**Aufgabe:**
Gib alle folgenden Datensätze Zeile für Zeile unverändert wieder, lass die Bilder dabei aber weg.

#### Datensätze ####

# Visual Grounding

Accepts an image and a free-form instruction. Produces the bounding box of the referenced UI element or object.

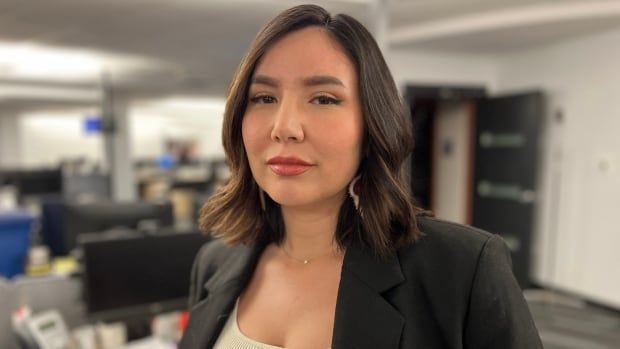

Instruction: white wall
[130,101,224,159]
[0,113,21,168]
[386,49,497,90]
[17,109,104,167]
[495,25,620,307]
[387,29,620,307]
[431,101,473,224]
[8,98,224,167]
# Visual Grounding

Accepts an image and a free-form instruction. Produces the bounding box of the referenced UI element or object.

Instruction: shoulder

####

**Ausgabe:**
# Visual Grounding

Accepts an image and a free-form instruction. Produces the bounding box of the referenced UI element or object.


Instruction: white wall
[130,101,224,159]
[0,113,21,168]
[386,49,497,90]
[17,109,104,167]
[495,25,620,307]
[387,29,620,307]
[431,101,473,224]
[8,98,224,167]
# Visual Grounding

Accepts an image and a free-form instruction. Produces the bounding box of the referenced UI element or object.

Instruction: shoulder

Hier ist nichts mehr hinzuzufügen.